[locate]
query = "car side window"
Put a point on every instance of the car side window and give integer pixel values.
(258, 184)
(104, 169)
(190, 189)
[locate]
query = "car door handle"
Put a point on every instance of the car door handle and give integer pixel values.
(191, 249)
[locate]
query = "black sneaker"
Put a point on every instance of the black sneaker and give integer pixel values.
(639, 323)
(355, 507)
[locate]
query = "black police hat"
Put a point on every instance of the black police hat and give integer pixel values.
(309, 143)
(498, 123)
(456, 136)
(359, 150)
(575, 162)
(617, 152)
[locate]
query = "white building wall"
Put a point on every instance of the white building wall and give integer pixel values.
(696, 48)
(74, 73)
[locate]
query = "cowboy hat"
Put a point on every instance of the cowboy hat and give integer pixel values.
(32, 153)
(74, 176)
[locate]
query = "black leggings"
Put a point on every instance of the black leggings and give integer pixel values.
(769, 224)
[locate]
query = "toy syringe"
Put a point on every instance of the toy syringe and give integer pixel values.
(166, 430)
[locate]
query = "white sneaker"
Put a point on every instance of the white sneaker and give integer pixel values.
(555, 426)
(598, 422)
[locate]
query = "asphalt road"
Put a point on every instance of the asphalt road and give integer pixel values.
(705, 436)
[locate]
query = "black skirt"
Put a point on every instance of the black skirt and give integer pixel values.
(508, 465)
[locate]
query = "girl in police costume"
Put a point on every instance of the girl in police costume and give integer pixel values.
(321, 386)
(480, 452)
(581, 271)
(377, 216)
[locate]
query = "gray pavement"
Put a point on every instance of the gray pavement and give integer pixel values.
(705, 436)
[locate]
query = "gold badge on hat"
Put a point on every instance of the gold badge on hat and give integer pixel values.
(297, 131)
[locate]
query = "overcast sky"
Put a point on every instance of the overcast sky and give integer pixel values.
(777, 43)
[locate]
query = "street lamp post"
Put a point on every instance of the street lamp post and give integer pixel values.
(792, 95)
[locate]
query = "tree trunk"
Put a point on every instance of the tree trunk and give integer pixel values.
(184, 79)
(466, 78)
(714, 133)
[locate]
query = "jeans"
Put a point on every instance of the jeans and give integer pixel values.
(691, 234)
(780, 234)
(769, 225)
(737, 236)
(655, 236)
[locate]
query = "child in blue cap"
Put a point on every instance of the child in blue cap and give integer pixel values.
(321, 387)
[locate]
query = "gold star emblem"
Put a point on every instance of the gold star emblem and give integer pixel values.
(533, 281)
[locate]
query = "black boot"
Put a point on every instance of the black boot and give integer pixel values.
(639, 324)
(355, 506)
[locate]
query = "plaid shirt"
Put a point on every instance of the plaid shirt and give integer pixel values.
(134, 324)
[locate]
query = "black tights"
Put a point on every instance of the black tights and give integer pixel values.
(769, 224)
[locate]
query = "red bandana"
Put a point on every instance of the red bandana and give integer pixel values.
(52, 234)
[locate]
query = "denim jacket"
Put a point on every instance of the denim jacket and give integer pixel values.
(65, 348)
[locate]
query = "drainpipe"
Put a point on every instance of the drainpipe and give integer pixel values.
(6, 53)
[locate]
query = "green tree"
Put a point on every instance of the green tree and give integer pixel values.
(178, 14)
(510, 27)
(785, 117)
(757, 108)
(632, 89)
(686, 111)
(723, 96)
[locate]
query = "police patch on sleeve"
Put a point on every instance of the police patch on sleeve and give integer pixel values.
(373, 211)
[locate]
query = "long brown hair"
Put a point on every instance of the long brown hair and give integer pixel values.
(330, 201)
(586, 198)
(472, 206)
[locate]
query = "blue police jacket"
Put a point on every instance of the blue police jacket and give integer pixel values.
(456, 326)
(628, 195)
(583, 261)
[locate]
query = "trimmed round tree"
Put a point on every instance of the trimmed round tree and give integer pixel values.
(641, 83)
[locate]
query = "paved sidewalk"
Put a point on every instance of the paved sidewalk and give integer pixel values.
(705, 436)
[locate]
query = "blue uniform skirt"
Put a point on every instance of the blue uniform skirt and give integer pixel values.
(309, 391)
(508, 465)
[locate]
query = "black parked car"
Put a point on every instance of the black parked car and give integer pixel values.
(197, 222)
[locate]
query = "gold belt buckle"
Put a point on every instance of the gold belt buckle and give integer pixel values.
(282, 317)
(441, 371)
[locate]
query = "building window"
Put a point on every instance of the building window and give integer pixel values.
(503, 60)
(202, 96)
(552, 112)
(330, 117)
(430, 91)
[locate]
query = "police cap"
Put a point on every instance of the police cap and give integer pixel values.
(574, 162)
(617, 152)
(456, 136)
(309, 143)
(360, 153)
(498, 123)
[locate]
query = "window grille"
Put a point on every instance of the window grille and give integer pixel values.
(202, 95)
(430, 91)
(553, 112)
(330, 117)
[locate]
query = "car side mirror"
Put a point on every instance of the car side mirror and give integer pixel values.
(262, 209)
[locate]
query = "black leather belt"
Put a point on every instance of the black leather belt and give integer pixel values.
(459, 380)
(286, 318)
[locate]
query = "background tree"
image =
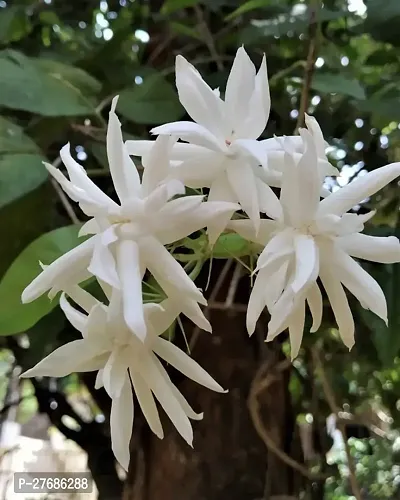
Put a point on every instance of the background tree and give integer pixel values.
(60, 65)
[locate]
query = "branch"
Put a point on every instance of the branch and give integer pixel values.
(313, 31)
(261, 382)
(331, 400)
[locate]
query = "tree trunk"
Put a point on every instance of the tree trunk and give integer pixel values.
(229, 460)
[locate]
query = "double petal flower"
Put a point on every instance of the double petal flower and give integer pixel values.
(124, 363)
(129, 237)
(309, 238)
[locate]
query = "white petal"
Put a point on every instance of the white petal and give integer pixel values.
(385, 250)
(156, 164)
(239, 89)
(128, 265)
(202, 104)
(185, 364)
(161, 316)
(75, 260)
(245, 228)
(102, 264)
(163, 392)
(178, 395)
(268, 201)
(114, 373)
(123, 171)
(307, 262)
(256, 301)
(146, 402)
(243, 184)
(252, 149)
(358, 190)
(259, 106)
(280, 246)
(79, 178)
(315, 303)
(296, 328)
(339, 303)
(166, 270)
(121, 422)
(75, 317)
(69, 358)
(361, 284)
(191, 132)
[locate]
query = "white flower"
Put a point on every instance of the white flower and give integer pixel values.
(311, 238)
(222, 151)
(129, 237)
(108, 346)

· · · · · · ·

Output the records exactly, please. The pictures are not part of the copy.

[locate]
query = "car side window"
Put a point on every instance of the car side window and give integer pixel values.
(258, 184)
(104, 169)
(190, 189)
[locate]
query = "car door handle"
Put a point on every instance of the car door handle and give integer pixel values.
(191, 249)
[locate]
query = "black sneaker"
Put a point on every instance of the black sneaker and give integer pixel values.
(639, 323)
(355, 507)
[locate]
query = "black police hat"
Put a point on every instance of the black police hat and give integer pixel values.
(309, 143)
(498, 123)
(456, 136)
(359, 150)
(575, 162)
(617, 152)
[locate]
query = "white building wall"
Put a point on every instance of the white building wall and give integer pixel values.
(696, 48)
(74, 73)
[locate]
query = "cowboy hat"
Put a point on every instance of the cowboy hat and give integer pixel values.
(32, 153)
(74, 176)
[locate]
query = "black leggings"
Put a point on every instance of the black leggings and give integer pixel values.
(769, 224)
[locate]
query = "toy syringe"
Put a point on every instance of the toy syringe and give integer pixel values.
(166, 430)
[locate]
query = "white sneaker"
Put a point on every instance of the white sneaker and give integer pixel values.
(555, 426)
(598, 422)
[locate]
query = "asphalt road"
Put a point on every instance of the asphalt road and give integer pixel values.
(705, 436)
[locate]
query = "black skirt"
Put a point on every instance of the black skirt and give integer pixel values.
(508, 465)
[locate]
query = "girl in police costume"
Put a point on every instance of the girl in police costume and give integer pixel values.
(321, 386)
(480, 452)
(581, 271)
(377, 216)
[locate]
query = "gray pavement"
Put a point on every instance of the gray pavement and give integer pixel values.
(705, 436)
[locate]
query = "gold badge on hat"
Put a point on every instance of the gold badge on hat and give integer pixel values.
(297, 131)
[locate]
query = "overcast sky"
Put a point on every instance of the overcast sky and give integer pixel values.
(777, 43)
[locate]
query = "street lamp post"
Put a point on every instance of the street lamp post and give integer pixel values.
(792, 95)
[locate]
query = "tree trunk"
Put a point on every instance of the tree trunk and give integer pixel values.
(184, 79)
(466, 78)
(714, 133)
[locate]
query = "jeans"
Put a point on every instance of the jeans and give integer pixel values.
(691, 234)
(780, 234)
(769, 225)
(737, 236)
(655, 236)
[locate]
query = "child in blue cap"
Put a point on every instance of the child in blue cap and give integer pixel values.
(321, 387)
[locate]
query = "gold star emblem"
Put a point on every instance of the gold star emblem and give integer pixel values.
(533, 281)
[locate]
query = "black boot"
Put a point on every instance of the black boot and give integer pixel values.
(639, 324)
(355, 506)
[locate]
query = "plaid shirt"
Put a point on every instance of the plaid shirt and give integer pixel values.
(134, 324)
[locate]
query = "black tights"
Put a point on every instance of the black tights and give integer pixel values.
(769, 224)
[locate]
query = "red bandana"
Put a point on every instance of the red bandana and give integer pixel values.
(52, 234)
[locate]
query = "denim jacket"
Put a point on every instance of the denim jacket and give integer pixel values.
(65, 348)
[locate]
query = "drainpipe"
Put a point on every instance of the drainpipe and give integer pixel values.
(6, 53)
[locate]
query = "green tree"
Put a point on every instance of the green tree and give integer pixel values.
(178, 14)
(510, 27)
(785, 117)
(757, 108)
(632, 89)
(686, 111)
(723, 96)
[locate]
query = "police patch on sleeve"
Put a point on every instance of the police patch on sleeve and give integer pixel values.
(373, 211)
[locate]
query = "long brown hair"
Put a point on every instance of the long brown hair and give integer pixel values.
(330, 201)
(586, 198)
(472, 206)
[locate]
query = "blue police jacket"
Put a point on every instance of the blue police jacket and give integer pixel values.
(456, 326)
(628, 195)
(583, 261)
[locate]
query = "trimmed round tree"
Put a point on every instance of the trimmed round tree and give integer pixel values.
(641, 83)
[locate]
query = "paved sidewalk"
Put a point on every instance of the paved sidewalk and give integer pixel values.
(705, 436)
[locate]
query = "blue uniform skirt"
Put a point on every instance of the blue uniform skirt and give integer pixel values.
(309, 391)
(508, 465)
[locate]
query = "black parked car"
Put a point on every instance of the black parked car and give integer pixel values.
(197, 222)
[locate]
query = "gold belt buckle"
Put a point on every instance of the gold belt buckle and give integer pixel values.
(282, 317)
(441, 371)
[locate]
query = "building window"
Put a point on every instance of the building window and give integer pixel values.
(503, 60)
(202, 96)
(552, 112)
(330, 117)
(430, 91)
[locate]
query = "police cap"
Put a point on every instance of the police cap and give integer pixel values.
(574, 162)
(617, 152)
(456, 136)
(309, 143)
(360, 153)
(498, 123)
[locate]
query = "window grille"
Put a point on every instance of the window grille and give integer pixel values.
(202, 95)
(430, 91)
(553, 112)
(330, 117)
[locate]
query = "car side mirror"
Put a point on every instance of the car side mirror and give integer pixel values.
(262, 209)
[locate]
query = "black leather belt"
Put a point on every instance of the black leather belt and give integer pixel values.
(459, 380)
(286, 318)
[locate]
query = "background tree"
image =
Put a point on every instance of the background tree and give integer pixel values.
(60, 65)
[locate]
query = "branch"
Put a point on every instance of the branch and give integer pixel values.
(313, 31)
(261, 382)
(331, 400)
[locate]
query = "tree trunk"
Put a point on every instance of the tree trunk and give integer pixel values.
(229, 460)
[locate]
query = "double petal flower"
Put a point on every instance of the double petal flower and give integer pixel values.
(124, 363)
(129, 237)
(309, 238)
[locate]
query = "white petal"
Put a point on every instance of the white petal and give integer pixel values.
(385, 250)
(156, 164)
(239, 89)
(128, 265)
(202, 104)
(185, 364)
(161, 316)
(75, 260)
(245, 228)
(102, 264)
(163, 392)
(178, 395)
(268, 201)
(114, 373)
(123, 171)
(307, 262)
(256, 301)
(146, 402)
(243, 184)
(252, 149)
(358, 190)
(259, 106)
(280, 246)
(79, 178)
(315, 303)
(296, 328)
(339, 303)
(166, 270)
(121, 422)
(75, 317)
(69, 358)
(361, 284)
(191, 132)
[locate]
query = "white flower"
Put a point on every instance of the white flower and give integer pixel values.
(311, 238)
(222, 151)
(129, 237)
(108, 346)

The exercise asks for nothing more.